Count the lines in the records below that contain the string "please", matching case exactly. Give only the number.

## Start Data for processing

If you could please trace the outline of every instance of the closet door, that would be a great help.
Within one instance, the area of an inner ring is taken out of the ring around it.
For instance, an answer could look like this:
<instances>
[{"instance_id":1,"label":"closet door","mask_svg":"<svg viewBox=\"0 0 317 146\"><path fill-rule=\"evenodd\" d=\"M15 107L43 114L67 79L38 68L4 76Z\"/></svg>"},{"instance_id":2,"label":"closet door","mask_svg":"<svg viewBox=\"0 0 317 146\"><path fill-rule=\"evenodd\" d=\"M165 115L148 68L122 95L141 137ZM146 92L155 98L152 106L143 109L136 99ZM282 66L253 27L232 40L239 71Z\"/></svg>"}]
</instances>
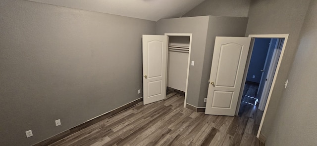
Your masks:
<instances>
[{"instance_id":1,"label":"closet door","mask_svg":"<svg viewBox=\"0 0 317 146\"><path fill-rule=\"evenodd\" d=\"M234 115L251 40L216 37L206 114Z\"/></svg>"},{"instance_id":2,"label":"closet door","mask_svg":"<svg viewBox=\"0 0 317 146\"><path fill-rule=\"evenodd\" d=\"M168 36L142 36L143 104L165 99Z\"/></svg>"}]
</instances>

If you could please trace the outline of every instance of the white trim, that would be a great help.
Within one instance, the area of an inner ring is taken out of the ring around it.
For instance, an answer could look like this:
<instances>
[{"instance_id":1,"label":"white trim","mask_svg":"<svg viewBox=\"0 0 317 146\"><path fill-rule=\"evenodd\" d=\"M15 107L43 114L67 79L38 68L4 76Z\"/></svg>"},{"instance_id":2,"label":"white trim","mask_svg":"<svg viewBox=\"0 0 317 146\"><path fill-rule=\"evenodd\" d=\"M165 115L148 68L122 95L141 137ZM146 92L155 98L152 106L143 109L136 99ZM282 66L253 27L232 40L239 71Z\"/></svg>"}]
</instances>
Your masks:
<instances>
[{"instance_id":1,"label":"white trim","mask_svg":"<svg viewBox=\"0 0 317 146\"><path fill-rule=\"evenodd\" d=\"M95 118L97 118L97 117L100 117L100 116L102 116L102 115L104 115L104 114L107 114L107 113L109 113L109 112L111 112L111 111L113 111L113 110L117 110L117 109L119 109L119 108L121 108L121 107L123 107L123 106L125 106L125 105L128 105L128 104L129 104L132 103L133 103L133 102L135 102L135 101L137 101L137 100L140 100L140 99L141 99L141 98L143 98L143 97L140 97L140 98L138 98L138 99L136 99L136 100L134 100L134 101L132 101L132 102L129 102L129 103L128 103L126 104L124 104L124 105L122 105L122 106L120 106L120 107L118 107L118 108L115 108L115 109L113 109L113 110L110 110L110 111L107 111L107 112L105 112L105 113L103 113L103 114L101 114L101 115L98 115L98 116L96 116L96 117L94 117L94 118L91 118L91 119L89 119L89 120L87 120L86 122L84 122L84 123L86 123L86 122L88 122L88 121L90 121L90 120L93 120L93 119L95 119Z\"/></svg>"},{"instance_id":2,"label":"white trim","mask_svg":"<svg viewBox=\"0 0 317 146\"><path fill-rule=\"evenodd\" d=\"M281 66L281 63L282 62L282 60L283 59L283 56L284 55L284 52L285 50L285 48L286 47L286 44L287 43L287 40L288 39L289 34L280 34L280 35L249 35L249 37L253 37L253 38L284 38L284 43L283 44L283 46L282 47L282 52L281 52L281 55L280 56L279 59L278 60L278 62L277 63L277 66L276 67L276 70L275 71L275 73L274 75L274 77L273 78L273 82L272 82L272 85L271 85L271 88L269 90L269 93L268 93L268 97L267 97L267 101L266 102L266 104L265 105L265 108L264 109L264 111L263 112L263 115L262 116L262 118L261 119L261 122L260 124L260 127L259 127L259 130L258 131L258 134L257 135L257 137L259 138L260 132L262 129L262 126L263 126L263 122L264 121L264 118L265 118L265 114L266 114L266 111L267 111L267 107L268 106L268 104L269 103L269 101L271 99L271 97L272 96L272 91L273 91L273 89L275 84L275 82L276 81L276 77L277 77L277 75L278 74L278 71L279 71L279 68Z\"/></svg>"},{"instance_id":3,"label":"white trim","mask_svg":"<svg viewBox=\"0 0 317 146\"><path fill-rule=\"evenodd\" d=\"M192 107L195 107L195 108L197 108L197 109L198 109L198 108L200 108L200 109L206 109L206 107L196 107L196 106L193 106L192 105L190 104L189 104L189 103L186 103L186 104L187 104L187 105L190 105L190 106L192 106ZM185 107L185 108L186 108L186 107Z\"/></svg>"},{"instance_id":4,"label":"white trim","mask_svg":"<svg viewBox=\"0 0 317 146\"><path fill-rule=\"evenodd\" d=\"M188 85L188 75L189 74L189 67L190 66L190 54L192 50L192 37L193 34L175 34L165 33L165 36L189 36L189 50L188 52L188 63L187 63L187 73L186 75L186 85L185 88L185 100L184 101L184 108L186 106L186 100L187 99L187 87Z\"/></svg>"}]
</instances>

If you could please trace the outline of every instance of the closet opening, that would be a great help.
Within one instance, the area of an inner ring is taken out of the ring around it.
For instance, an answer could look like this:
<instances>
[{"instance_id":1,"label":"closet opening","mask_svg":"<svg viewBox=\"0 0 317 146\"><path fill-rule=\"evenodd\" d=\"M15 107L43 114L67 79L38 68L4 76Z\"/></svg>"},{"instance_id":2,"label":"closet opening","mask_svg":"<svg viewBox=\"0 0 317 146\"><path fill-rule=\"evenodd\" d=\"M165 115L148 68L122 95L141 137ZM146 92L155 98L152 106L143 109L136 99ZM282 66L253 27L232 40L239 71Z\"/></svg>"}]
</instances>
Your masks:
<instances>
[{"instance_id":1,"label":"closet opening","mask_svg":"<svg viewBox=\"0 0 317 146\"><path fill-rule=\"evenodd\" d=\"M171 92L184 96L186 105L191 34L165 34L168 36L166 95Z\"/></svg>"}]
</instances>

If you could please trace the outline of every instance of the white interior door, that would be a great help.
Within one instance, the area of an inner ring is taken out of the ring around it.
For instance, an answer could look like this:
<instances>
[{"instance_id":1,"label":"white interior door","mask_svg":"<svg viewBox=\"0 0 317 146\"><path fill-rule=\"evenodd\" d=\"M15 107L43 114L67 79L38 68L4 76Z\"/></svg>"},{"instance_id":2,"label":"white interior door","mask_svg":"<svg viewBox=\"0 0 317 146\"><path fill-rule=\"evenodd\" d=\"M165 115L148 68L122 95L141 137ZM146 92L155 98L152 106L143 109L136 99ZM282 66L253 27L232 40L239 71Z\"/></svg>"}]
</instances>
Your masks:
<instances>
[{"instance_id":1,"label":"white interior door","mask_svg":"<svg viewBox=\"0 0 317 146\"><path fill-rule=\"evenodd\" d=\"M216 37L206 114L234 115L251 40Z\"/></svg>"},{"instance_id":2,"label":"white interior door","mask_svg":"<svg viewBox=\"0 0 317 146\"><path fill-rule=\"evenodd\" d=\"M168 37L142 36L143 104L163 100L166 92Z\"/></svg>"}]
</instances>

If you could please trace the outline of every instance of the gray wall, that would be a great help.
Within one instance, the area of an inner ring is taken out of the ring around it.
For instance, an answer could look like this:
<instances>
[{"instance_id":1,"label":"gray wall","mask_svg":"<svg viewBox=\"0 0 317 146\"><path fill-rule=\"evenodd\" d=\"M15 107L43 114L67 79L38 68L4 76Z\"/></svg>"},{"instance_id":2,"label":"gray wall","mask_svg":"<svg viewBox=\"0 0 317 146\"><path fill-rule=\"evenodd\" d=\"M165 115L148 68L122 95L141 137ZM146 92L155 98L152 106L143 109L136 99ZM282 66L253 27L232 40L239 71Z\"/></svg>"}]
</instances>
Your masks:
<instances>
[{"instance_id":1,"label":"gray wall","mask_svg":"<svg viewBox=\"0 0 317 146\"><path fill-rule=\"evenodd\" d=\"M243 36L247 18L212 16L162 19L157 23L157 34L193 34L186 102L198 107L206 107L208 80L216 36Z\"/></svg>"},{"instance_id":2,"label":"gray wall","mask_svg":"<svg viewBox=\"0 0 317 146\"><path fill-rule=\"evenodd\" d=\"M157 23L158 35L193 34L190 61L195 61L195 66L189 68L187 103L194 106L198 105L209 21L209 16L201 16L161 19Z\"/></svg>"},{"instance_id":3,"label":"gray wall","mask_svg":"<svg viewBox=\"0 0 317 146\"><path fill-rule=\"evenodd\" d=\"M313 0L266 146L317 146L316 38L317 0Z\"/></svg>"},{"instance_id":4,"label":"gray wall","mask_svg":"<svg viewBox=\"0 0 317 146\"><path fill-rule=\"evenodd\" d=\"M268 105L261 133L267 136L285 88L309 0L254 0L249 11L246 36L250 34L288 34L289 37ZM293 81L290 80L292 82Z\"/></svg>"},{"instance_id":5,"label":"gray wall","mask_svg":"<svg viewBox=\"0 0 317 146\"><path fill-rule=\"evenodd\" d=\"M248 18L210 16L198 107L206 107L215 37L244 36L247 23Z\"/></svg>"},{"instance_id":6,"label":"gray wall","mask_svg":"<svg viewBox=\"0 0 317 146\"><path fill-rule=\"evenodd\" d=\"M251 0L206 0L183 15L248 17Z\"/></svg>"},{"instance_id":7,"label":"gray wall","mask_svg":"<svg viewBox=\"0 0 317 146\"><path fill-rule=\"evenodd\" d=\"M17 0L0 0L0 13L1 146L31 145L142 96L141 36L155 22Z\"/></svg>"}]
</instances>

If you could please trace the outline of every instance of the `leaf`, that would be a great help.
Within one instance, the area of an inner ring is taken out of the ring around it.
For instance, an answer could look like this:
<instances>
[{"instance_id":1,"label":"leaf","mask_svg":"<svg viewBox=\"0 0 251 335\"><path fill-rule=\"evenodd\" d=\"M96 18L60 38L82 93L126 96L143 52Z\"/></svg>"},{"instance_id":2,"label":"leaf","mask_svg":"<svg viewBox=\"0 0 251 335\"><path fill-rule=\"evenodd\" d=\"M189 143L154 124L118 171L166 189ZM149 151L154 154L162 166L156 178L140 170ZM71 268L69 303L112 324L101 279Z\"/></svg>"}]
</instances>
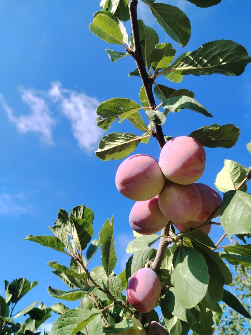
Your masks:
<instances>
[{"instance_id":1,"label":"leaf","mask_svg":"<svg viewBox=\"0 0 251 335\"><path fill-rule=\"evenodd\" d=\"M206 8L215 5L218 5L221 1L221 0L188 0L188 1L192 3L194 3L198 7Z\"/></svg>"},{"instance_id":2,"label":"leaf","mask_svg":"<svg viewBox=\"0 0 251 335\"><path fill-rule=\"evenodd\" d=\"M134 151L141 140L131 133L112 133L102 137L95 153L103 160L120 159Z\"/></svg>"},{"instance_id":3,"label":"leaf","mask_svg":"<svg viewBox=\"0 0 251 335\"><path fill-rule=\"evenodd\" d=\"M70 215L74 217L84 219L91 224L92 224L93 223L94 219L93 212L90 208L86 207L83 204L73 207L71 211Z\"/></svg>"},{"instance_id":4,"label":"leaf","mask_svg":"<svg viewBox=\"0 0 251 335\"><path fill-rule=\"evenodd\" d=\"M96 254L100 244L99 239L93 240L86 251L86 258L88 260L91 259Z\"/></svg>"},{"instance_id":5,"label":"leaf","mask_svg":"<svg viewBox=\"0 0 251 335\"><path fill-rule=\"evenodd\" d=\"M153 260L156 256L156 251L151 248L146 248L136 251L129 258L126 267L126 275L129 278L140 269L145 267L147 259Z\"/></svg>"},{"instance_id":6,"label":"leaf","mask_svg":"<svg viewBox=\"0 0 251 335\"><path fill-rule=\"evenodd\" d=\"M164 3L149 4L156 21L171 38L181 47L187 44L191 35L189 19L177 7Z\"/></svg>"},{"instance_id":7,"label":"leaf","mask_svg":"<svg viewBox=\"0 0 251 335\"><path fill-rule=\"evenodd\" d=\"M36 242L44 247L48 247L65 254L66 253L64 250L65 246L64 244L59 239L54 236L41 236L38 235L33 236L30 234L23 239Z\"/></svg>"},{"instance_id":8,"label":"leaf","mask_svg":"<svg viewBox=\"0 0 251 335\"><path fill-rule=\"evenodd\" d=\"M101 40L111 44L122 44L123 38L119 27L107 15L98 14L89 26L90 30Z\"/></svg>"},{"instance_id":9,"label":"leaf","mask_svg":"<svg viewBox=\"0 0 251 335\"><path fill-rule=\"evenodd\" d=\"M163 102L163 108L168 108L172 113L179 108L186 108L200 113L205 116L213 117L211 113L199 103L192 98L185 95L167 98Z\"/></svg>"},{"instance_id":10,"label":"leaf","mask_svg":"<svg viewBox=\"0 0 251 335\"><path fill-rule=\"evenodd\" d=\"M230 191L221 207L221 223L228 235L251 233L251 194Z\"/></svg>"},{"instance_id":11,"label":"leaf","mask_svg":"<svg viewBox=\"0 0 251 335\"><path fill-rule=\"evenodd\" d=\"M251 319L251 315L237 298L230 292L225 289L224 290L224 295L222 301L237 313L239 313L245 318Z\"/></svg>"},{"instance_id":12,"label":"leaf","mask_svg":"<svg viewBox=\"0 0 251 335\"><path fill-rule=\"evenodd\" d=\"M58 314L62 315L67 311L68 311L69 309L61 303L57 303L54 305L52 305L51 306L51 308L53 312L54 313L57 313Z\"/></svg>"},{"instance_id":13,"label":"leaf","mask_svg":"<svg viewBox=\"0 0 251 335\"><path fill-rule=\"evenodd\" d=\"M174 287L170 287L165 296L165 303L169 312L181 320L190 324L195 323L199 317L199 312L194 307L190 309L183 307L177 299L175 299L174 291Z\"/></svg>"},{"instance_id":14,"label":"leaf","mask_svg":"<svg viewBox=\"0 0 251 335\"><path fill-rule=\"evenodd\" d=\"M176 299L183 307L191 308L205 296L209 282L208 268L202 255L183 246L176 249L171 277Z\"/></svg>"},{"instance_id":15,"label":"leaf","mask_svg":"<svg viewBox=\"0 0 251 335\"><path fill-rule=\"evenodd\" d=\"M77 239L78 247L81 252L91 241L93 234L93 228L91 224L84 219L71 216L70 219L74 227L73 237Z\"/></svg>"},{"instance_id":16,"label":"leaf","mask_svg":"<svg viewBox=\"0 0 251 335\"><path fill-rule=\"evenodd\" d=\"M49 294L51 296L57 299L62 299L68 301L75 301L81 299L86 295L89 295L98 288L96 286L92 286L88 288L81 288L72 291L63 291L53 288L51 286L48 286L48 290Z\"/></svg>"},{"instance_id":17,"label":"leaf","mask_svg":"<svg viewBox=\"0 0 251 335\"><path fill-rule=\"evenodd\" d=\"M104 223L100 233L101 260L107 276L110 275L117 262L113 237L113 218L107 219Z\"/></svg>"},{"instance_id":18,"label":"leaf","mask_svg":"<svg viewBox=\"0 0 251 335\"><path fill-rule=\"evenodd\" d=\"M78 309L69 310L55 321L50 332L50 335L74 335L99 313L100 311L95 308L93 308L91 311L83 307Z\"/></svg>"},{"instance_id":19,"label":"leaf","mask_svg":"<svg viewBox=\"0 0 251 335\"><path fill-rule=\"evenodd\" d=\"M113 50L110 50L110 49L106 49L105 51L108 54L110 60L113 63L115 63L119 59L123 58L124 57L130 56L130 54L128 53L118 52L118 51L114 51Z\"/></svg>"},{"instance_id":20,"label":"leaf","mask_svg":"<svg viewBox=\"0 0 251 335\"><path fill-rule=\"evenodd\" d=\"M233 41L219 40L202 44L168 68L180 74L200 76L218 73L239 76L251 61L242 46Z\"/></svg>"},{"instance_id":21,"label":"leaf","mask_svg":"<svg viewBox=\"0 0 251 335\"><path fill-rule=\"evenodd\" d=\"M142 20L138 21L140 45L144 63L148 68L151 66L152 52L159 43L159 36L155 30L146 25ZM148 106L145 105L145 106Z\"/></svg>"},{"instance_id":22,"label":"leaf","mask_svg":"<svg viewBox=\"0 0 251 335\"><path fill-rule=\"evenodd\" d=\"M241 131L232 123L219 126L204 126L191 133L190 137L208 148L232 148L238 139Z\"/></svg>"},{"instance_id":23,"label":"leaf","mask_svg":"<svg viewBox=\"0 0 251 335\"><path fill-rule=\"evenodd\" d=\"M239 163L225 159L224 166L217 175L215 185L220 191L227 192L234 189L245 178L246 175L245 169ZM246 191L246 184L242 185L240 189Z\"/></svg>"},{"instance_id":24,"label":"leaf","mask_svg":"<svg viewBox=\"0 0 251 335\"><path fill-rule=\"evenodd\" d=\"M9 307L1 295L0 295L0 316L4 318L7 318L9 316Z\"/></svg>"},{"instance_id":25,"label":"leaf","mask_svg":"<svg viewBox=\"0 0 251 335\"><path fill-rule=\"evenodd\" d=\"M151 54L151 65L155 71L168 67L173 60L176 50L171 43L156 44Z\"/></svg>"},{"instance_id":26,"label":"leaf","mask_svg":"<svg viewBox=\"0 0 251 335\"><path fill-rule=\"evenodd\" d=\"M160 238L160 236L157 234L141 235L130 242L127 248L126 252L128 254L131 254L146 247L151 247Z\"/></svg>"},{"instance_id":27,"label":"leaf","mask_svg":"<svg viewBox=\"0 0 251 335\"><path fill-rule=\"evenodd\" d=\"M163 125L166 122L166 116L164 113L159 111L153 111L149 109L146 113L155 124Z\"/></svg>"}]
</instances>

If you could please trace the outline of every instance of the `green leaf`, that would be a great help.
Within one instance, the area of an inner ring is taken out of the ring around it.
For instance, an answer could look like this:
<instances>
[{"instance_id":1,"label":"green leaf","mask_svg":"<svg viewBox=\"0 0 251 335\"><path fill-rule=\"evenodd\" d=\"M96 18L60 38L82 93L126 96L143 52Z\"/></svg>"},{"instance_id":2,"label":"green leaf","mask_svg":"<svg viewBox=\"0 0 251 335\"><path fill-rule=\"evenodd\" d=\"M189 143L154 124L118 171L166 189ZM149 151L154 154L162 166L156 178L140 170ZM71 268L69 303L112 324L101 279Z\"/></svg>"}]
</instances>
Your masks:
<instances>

## End Data for processing

> _The answer_
7